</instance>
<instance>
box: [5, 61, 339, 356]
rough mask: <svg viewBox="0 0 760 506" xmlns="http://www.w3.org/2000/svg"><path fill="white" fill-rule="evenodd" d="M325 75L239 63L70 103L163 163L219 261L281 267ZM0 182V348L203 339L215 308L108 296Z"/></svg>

---

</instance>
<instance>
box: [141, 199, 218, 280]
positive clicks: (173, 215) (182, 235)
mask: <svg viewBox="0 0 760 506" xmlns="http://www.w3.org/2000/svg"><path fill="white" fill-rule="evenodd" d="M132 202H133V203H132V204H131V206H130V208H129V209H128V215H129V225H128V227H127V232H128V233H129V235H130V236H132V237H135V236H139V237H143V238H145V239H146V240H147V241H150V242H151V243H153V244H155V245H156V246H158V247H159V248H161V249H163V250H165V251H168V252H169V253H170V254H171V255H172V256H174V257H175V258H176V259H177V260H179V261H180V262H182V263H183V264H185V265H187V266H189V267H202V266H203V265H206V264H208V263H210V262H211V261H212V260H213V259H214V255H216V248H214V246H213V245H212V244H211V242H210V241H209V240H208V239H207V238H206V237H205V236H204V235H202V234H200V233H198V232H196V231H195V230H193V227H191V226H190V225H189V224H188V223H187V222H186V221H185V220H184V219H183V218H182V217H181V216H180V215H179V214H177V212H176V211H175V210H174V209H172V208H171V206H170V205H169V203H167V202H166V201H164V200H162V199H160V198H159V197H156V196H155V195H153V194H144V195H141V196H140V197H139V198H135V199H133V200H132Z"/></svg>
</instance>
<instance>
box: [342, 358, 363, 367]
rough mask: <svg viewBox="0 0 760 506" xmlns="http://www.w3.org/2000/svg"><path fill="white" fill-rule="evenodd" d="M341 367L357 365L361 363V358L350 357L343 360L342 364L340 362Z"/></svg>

** Aim of the exercise **
Where a line of the records above holds the word "rough", copy that line.

** Solution to the problem **
rough mask: <svg viewBox="0 0 760 506" xmlns="http://www.w3.org/2000/svg"><path fill="white" fill-rule="evenodd" d="M325 75L239 63L70 103L163 163L219 261L281 267ZM0 182V348L203 339L215 308L108 296Z"/></svg>
rough mask: <svg viewBox="0 0 760 506" xmlns="http://www.w3.org/2000/svg"><path fill="white" fill-rule="evenodd" d="M341 367L357 365L361 363V358L350 357L343 360L342 364L340 362Z"/></svg>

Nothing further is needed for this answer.